## begin Supplied data
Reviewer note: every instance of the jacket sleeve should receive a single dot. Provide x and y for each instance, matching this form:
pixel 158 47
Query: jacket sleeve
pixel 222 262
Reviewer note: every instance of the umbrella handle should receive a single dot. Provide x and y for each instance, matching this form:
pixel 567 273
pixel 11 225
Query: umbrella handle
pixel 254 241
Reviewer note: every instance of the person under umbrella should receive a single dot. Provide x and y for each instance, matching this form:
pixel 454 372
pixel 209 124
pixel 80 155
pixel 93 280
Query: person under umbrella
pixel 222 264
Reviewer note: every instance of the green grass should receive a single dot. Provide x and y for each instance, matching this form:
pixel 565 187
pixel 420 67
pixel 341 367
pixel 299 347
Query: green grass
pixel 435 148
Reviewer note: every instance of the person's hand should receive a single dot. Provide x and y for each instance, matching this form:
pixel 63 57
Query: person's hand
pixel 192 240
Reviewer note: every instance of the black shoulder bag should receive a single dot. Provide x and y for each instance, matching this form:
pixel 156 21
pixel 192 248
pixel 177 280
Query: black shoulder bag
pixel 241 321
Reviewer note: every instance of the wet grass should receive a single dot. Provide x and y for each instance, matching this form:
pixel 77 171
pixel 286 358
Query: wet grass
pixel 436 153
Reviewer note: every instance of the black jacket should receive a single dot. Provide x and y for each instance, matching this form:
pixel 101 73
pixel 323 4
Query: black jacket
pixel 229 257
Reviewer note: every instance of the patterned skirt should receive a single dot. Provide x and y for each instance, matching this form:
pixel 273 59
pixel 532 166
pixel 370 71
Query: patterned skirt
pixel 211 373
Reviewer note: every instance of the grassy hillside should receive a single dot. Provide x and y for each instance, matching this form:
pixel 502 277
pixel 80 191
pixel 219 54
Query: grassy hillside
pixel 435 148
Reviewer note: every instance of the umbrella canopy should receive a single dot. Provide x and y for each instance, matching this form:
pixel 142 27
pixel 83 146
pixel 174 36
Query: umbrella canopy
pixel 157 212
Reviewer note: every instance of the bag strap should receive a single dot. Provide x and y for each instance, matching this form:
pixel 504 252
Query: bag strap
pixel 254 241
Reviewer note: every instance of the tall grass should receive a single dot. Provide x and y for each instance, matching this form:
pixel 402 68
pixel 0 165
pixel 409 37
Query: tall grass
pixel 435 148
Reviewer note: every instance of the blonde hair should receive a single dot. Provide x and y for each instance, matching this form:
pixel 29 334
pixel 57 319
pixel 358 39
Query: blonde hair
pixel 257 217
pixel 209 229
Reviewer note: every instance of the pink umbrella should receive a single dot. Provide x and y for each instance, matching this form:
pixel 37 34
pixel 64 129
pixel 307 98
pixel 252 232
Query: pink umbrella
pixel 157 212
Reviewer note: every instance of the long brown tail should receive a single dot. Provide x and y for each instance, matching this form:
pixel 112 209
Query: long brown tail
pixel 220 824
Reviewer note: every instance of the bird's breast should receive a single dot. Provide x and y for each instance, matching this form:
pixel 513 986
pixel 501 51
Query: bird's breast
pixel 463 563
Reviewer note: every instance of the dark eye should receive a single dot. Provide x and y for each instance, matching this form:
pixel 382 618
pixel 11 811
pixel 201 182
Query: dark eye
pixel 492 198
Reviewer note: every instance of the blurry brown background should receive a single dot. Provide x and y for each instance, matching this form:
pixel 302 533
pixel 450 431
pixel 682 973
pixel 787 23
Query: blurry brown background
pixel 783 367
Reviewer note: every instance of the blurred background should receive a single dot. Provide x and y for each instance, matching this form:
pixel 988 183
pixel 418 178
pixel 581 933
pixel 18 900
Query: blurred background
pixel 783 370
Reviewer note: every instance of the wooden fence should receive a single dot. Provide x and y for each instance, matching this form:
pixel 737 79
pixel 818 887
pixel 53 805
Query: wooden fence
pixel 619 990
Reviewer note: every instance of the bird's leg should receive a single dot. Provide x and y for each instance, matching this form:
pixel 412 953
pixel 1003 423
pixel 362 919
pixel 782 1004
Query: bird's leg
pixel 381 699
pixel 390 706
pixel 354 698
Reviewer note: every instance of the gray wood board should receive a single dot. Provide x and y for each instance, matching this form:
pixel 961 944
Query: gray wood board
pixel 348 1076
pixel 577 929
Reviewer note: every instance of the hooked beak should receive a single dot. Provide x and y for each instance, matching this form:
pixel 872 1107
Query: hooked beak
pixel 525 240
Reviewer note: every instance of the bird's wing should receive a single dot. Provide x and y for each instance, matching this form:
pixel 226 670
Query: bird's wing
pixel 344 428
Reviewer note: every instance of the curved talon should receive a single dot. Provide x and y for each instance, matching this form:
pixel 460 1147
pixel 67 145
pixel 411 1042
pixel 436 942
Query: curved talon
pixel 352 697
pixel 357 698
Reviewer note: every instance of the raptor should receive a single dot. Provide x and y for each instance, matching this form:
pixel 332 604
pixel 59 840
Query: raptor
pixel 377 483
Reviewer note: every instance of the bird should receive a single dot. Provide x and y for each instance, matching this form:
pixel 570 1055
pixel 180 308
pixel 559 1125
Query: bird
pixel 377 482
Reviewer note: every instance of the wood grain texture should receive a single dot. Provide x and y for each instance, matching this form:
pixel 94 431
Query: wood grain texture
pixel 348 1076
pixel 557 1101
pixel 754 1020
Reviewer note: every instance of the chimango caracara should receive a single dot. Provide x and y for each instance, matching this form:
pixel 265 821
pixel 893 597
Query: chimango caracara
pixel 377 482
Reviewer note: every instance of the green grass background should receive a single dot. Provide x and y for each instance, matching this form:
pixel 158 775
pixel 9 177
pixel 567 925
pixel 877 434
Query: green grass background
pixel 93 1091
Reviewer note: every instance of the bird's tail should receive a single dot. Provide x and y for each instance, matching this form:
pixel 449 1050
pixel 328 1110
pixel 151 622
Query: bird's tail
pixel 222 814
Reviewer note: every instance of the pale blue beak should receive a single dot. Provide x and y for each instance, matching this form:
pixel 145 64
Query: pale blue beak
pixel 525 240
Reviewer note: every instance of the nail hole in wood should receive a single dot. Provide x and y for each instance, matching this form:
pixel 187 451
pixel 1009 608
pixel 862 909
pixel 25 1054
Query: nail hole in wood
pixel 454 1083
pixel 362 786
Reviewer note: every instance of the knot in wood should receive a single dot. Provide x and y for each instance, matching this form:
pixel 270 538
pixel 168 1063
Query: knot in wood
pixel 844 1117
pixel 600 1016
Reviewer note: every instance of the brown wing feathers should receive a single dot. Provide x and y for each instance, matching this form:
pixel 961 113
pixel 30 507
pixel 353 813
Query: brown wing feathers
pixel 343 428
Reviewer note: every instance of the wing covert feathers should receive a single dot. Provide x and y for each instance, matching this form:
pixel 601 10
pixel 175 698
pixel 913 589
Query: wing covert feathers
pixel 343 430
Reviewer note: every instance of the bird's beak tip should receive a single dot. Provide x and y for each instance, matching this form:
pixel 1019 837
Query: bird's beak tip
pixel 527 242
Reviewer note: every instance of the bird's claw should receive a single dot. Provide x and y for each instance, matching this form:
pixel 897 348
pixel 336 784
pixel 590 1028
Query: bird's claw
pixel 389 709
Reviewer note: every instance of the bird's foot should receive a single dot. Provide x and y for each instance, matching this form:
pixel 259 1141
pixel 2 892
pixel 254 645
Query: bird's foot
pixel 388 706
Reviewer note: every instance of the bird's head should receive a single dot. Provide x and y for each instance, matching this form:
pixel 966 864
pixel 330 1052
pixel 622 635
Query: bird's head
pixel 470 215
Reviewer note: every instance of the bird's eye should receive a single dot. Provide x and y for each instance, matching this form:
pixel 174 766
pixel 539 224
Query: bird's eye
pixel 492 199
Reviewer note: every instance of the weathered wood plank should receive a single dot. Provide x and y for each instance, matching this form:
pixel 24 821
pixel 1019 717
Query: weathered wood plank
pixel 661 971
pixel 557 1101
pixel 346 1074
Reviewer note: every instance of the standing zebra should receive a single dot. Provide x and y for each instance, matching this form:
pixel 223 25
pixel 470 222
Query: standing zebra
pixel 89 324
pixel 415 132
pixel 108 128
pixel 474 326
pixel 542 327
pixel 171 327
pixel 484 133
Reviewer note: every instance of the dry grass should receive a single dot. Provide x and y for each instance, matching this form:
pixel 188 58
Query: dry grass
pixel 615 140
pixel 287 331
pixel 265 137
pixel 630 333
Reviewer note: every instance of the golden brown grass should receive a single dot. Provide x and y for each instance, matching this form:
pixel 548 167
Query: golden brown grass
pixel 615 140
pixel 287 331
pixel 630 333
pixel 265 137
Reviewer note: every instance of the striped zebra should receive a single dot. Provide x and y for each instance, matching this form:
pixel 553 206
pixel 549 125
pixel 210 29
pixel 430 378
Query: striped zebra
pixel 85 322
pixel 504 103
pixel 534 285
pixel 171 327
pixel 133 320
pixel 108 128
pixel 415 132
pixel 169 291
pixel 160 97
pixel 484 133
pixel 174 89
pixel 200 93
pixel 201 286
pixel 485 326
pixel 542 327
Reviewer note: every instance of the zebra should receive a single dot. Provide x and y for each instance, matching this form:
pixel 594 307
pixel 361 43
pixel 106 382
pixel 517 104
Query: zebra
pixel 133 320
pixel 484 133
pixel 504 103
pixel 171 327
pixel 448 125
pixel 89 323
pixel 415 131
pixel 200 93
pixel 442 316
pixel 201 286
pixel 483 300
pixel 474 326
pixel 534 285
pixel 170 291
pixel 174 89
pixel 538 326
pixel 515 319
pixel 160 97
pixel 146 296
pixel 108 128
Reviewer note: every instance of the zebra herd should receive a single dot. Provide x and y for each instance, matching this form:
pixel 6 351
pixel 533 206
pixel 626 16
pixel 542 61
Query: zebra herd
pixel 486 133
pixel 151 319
## end Supplied data
Update the lines from the one containing "Reviewer note: every instance of the bird's tail" through the one containing "pixel 389 709", changing "Query" to "Target" and leaving everything else as it is.

## Worked answer
Reviewer note: every instance of the bird's tail should receive a single dot. Provide x and y for each instance, matching this form:
pixel 449 1050
pixel 328 1110
pixel 151 622
Target: bird's tail
pixel 222 814
Reviewer note: every instance of the pale blue beak should receive a single dot. Provide x and y for each instance, matching this form:
pixel 145 64
Target: pale blue beak
pixel 525 240
Reviewer note: every instance of the nail hole in wood should receive a single dot. Provide x and y for each instance, matching this form:
pixel 187 451
pixel 1009 608
pixel 862 909
pixel 25 1054
Target: nail hole in wood
pixel 454 1083
pixel 362 786
Reviewer note: every instance of the knot in wood should receive a single dot. Provide x and y for each instance, matching this form:
pixel 270 538
pixel 168 1063
Target: knot in wood
pixel 844 1117
pixel 600 1016
Reviewer note: every instance of the brown wing feathers should receive a single dot. Provide x and y for each instance, matching this form:
pixel 961 113
pixel 30 507
pixel 353 813
Target: brown wing feathers
pixel 343 428
Reviewer note: every instance of the wing covert feathers should receive a single dot. Provide x and y for each instance, matching this form:
pixel 601 10
pixel 175 698
pixel 913 589
Target: wing covert feathers
pixel 343 430
Reviewer note: every instance of the bird's beak tip should receive a single dot. Provide x and y for each instance, matching this form:
pixel 1019 837
Target: bird's beak tip
pixel 527 242
Reviewer note: every instance of the bird's claw should receive a single dot. Provide x and y for each instance, matching this form:
pixel 897 348
pixel 336 784
pixel 590 1028
Target: bird's claw
pixel 389 709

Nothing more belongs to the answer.